Return exactly, and only, the lines from the line containing "Tag one point" through the final line of the records below, both included.

━━━━━ Material for the task ━━━━━

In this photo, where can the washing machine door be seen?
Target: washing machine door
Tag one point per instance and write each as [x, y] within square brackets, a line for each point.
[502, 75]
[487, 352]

━━━━━

Result:
Tag one point per instance and write each as [x, y] within square brackets, a line for each point.
[502, 75]
[487, 352]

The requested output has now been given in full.